## Problem requirements
Please transcribe the listing below word for word, everything from the line containing "Segment every instance of the balcony." down to the line containing "27 83 L 30 85", both of those lines included.

## Records shown
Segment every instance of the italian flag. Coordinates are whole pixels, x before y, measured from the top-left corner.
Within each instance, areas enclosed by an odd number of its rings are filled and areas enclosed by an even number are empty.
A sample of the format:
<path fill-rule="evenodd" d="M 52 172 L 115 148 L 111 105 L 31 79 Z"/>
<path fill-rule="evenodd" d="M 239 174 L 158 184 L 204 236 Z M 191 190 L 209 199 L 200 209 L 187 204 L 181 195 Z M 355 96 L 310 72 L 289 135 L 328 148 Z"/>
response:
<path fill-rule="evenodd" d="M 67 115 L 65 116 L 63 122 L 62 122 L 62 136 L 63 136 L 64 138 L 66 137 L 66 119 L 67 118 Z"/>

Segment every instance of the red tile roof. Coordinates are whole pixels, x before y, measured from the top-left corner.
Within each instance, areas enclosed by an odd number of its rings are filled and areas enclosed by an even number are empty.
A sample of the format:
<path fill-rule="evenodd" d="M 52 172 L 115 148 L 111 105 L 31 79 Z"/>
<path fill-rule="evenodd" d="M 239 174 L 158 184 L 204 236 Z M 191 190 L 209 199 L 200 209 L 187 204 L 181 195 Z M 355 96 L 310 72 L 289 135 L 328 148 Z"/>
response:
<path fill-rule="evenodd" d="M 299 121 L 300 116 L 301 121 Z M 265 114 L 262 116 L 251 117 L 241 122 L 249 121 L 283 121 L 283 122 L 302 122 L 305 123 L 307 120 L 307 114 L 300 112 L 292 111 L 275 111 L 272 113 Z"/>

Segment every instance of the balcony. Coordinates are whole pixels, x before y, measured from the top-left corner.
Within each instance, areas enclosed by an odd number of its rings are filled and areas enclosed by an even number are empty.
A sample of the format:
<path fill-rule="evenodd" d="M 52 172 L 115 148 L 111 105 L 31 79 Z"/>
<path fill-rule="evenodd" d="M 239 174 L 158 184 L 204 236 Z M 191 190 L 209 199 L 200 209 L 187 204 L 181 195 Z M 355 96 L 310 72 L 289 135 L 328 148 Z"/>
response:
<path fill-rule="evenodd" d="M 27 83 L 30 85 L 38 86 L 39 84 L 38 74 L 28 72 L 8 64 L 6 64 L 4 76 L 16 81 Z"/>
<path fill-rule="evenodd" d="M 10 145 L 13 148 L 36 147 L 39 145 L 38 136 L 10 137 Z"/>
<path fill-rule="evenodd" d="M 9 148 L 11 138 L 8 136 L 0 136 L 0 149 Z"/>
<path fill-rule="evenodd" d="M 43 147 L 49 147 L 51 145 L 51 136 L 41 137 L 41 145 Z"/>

## Response
Segment every instance of the balcony. Coordinates are whole pixels, x before y, measured from the top-left corner.
Within each instance, areas enclosed by an odd number of its rings are filled and areas enclosed by an even number are empty.
A sample of the format:
<path fill-rule="evenodd" d="M 52 172 L 115 148 L 111 105 L 31 79 Z"/>
<path fill-rule="evenodd" d="M 239 174 L 158 184 L 204 236 Z M 191 190 L 209 199 L 200 209 L 187 204 L 181 195 Z M 355 96 L 310 72 L 289 135 L 328 148 Z"/>
response:
<path fill-rule="evenodd" d="M 27 83 L 30 85 L 38 86 L 39 84 L 38 74 L 28 72 L 8 64 L 6 64 L 4 76 L 16 81 Z"/>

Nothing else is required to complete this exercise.